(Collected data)
--------------------

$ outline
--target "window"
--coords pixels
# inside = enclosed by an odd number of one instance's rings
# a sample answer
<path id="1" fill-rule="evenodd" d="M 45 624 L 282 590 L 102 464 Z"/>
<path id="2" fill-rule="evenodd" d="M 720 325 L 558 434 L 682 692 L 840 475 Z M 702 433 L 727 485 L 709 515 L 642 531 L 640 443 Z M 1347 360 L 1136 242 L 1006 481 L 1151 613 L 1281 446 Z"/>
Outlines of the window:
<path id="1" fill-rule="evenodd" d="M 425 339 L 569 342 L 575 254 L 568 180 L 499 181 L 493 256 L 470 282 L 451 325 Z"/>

--------------------

- TASK BRIEF:
Of the lines above, retype only those from the line containing "# inside = enclosed" through the line containing "720 325 L 558", including both, exactly.

- ANSWER:
# inside = enclosed by an odd number of one instance's rings
# a sample answer
<path id="1" fill-rule="evenodd" d="M 45 624 L 282 590 L 102 464 Z"/>
<path id="2" fill-rule="evenodd" d="M 720 325 L 558 434 L 682 692 L 840 475 Z M 702 433 L 727 485 L 709 515 L 642 531 L 640 443 Z M 1347 360 L 1136 242 L 1006 481 L 1151 613 L 1281 446 Z"/>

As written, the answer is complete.